EXERCISE DATA start

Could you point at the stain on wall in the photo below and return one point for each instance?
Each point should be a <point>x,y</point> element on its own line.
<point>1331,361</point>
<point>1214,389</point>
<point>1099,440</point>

EXERCISE DATA end
EXERCISE DATA start

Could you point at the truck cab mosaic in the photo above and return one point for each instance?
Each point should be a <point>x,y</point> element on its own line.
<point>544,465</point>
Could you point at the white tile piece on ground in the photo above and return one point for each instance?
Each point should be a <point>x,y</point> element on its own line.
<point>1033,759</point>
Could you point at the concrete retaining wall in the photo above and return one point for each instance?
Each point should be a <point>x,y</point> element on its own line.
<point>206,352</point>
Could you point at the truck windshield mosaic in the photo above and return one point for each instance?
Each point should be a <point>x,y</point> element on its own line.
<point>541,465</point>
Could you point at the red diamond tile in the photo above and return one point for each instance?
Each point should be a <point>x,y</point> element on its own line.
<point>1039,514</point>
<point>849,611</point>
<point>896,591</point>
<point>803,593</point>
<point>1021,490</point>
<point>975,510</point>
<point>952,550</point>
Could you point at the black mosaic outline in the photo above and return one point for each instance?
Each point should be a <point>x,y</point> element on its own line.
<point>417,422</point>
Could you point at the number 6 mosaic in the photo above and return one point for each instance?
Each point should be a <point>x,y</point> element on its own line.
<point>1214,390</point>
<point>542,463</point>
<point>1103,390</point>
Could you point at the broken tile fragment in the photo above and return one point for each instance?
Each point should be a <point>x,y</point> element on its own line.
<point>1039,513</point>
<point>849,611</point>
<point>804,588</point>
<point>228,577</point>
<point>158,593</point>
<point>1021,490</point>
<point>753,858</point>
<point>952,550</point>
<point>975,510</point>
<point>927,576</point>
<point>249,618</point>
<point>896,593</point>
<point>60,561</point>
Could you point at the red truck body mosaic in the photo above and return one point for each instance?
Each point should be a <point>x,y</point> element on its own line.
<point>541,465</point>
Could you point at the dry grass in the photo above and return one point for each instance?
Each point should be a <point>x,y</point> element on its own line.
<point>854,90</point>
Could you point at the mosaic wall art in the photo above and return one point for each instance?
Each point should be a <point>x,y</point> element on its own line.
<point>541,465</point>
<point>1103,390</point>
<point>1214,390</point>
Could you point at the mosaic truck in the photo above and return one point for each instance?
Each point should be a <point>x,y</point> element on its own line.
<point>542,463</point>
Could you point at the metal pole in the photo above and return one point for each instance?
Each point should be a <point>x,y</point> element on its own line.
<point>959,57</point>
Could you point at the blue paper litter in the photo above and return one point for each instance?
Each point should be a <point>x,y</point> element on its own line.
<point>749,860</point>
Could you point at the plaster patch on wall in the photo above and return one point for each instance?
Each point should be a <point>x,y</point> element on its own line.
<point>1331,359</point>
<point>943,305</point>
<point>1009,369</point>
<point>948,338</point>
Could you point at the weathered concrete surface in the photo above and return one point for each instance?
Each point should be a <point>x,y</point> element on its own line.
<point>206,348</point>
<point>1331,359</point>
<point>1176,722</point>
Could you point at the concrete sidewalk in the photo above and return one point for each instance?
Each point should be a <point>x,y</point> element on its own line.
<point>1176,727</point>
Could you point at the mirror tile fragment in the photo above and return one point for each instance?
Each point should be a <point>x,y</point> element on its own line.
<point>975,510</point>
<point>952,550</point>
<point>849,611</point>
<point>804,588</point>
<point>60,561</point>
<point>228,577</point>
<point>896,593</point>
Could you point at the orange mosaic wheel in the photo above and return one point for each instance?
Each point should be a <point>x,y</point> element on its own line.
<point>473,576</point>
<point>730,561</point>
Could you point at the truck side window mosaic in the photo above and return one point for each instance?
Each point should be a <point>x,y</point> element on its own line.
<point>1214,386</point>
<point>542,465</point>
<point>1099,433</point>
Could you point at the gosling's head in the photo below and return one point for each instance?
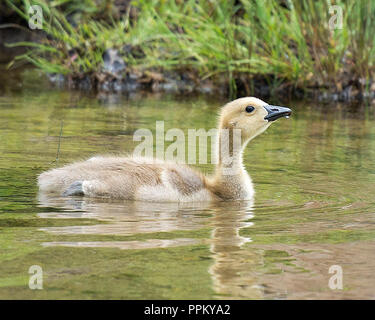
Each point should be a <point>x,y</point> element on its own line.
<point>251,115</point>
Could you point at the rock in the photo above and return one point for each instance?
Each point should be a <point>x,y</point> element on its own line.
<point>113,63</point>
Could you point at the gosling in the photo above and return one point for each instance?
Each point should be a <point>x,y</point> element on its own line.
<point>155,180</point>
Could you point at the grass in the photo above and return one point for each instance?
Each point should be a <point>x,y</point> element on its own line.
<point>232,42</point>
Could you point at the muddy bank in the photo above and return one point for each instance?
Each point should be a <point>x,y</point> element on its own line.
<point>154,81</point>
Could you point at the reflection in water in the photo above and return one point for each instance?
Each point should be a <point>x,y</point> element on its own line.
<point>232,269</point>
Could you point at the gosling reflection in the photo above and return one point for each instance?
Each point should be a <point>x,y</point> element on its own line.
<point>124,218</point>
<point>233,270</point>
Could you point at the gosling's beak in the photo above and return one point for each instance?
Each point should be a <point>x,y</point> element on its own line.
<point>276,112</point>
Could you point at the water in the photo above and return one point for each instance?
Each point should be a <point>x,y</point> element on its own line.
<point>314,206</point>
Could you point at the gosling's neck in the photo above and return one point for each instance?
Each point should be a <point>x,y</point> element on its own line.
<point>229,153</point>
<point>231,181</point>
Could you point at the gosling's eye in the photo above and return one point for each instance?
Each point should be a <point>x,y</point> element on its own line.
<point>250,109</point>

EXERCISE DATA end

**INSTRUCTIONS TO FOLLOW:** Recast the stretch from the line containing "Could you point at the gosling's head" through the line containing "<point>155,180</point>" as a Markdown table with the columns Line No. and Row Text. Number each line, skip blank lines, and omit the pictures.

**SOLUTION BELOW:**
| Line No. | Row Text |
|---|---|
| 1 | Could you point at the gosling's head in the photo below and return one point for each instance? |
| 2 | Each point should be a <point>x,y</point> element on its own line. |
| 3 | <point>251,115</point> |
| 4 | Could you point at the rock in the photo above and return one point for each instance? |
| 5 | Each point should be a <point>x,y</point> element on its own line. |
| 6 | <point>113,63</point> |
| 7 | Could you point at the gosling in the photo above and return one point for each instance? |
| 8 | Each point should be a <point>x,y</point> element on its own line. |
| 9 | <point>155,180</point> |